• **Provided data**

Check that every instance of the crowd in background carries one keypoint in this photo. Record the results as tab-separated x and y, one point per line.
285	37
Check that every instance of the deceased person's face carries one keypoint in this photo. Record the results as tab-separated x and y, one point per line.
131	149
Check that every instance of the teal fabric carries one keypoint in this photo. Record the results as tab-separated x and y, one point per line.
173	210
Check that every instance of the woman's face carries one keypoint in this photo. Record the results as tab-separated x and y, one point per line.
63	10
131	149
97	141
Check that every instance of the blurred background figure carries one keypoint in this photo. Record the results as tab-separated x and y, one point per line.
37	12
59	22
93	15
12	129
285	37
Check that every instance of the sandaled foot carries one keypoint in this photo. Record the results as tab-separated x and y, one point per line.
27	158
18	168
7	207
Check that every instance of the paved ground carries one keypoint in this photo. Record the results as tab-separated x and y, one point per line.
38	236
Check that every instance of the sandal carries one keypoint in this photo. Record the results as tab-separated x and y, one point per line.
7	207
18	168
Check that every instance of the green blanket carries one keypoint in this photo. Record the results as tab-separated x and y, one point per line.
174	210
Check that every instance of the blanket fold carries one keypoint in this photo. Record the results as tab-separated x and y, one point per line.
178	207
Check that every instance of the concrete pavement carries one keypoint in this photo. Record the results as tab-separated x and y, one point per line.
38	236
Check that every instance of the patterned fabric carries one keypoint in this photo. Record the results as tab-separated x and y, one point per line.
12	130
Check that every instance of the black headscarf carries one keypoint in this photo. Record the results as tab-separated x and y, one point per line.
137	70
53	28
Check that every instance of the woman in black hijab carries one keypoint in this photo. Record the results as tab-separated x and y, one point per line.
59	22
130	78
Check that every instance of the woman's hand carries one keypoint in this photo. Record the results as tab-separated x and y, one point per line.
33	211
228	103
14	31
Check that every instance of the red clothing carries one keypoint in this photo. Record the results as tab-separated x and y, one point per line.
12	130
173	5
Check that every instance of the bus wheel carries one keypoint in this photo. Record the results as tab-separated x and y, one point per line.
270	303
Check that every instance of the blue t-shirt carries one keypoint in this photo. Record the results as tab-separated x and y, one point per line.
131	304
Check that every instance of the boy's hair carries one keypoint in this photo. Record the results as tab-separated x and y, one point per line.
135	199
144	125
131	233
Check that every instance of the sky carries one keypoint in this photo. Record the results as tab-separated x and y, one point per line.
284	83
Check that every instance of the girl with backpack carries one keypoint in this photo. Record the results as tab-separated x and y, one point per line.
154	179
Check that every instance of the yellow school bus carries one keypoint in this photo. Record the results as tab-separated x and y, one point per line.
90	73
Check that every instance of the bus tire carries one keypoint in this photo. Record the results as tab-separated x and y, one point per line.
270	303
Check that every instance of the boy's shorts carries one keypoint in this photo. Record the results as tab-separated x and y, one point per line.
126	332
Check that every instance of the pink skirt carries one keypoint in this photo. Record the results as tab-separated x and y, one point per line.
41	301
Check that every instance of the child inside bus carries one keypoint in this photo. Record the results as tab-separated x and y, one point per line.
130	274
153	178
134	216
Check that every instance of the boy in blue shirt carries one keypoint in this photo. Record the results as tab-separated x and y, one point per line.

• **Your instructions**
The whole listing is to be transcribed exactly.

• **Expected answer**
Check that every instance of the crowd in background carries one keypoint in this photo. Record the results as tab-separated x and y, one point per line.
285	37
Check that every instance of the deceased person's face carries one keypoint in this photo. Record the results as tab-separated x and y, one point per line.
131	149
Check that every instance of the teal fabric carries one keypoint in this photo. Record the results as tab-separated x and y, one point per line.
173	210
Check that every instance of the woman's face carries one keypoint in this photo. Record the results as tab-separated x and y, one point per line.
63	10
131	149
97	141
Check that every instance of the blurred background figure carries one keypoint in this photo. Record the results as tab-separated x and y, one point per line.
37	12
59	22
93	15
12	129
285	37
Check that every instance of the sandaled foot carries one keypoint in this photo. Record the results as tab-separated x and y, one point per line.
27	158
18	168
7	207
Check that every instance of the paved ground carries one keypoint in this photo. Record the results as tab-separated x and y, one point per line.
38	236
Check that every instance of the sandal carries one keypoint in this photo. Record the results as tab-separated x and y, one point per line.
7	207
18	168
Check that every instance of the green blanket carries one keypoint in this photo. Record the results as tab-separated x and y, one point per line.
174	210
Check that every instance of the blanket fold carries one keypoint in this photo. Record the results as tab-separated x and y, one point per line.
178	207
Check that every instance of the concrete pavement carries one keypoint in this photo. Record the results as tab-separated x and y, one point per line.
38	236
Check that every instance of the patterned fabric carries one keypoint in this photo. Record the results as tab-separated x and y, one point per line.
12	130
Check that every instance of the black headscarf carries one keypoint in this photo. Record the results as tab-separated x and y, one point per line.
137	70
53	28
Check that every instance of the woman in black hijab carries one keypoint in this photo. Record the results as tab-separated x and y, one point per line.
59	22
130	78
Check that every instance of the woman's hand carries one keypoint in this photo. Record the results as tab-separated x and y, one point per line.
33	211
228	103
14	31
Check that every instance of the red clothing carries one keypoint in this photo. Record the results as tab-separated x and y, one point per line.
12	130
173	5
Check that every instance of the bus wheel carries one keypoint in this photo. Record the results as tab-separated x and y, one point per line.
270	303
Check that every instance of the blue t-shirt carries one keypoint in this photo. Record the results as tab-separated x and y, one point per line.
131	304
Check that every instance of the boy's hair carries one keypoint in this photo. Record the results as tab-separated x and y, one point per line.
135	199
144	125
131	233
Check that every instance of the sky carries one keypoint in this photo. Record the results as tab-separated x and y, one point per line.
284	83
Check that every instance of the girl with backpack carries one keypoint in this photo. Record the results as tab-separated x and y, one point per line.
154	179
Check that every instance of the yellow school bus carries one keypoint in this photo. Record the results as tab-separated x and y, one point per line.
90	73
Check that every instance of the bus tire carries one keypoint in this photo. Record the results as tab-separated x and y, one point per line.
270	303
Check that every instance of the boy's shorts carries one keypoint in this photo. Record the results as tab-separated x and y, one point per line.
126	332
Check that every instance of the pink skirt carries one keypoint in this photo. Record the results as tab-separated x and y, one point per line.
41	301
Check that every instance of the child inside bus carries one keypoint in this photo. Record the results as tab-separated x and y, one point per line.
130	274
153	178
134	216
Check that every instance of the boy in blue shirt carries one keypoint in this photo. Record the results as tab-separated x and y, one point per line.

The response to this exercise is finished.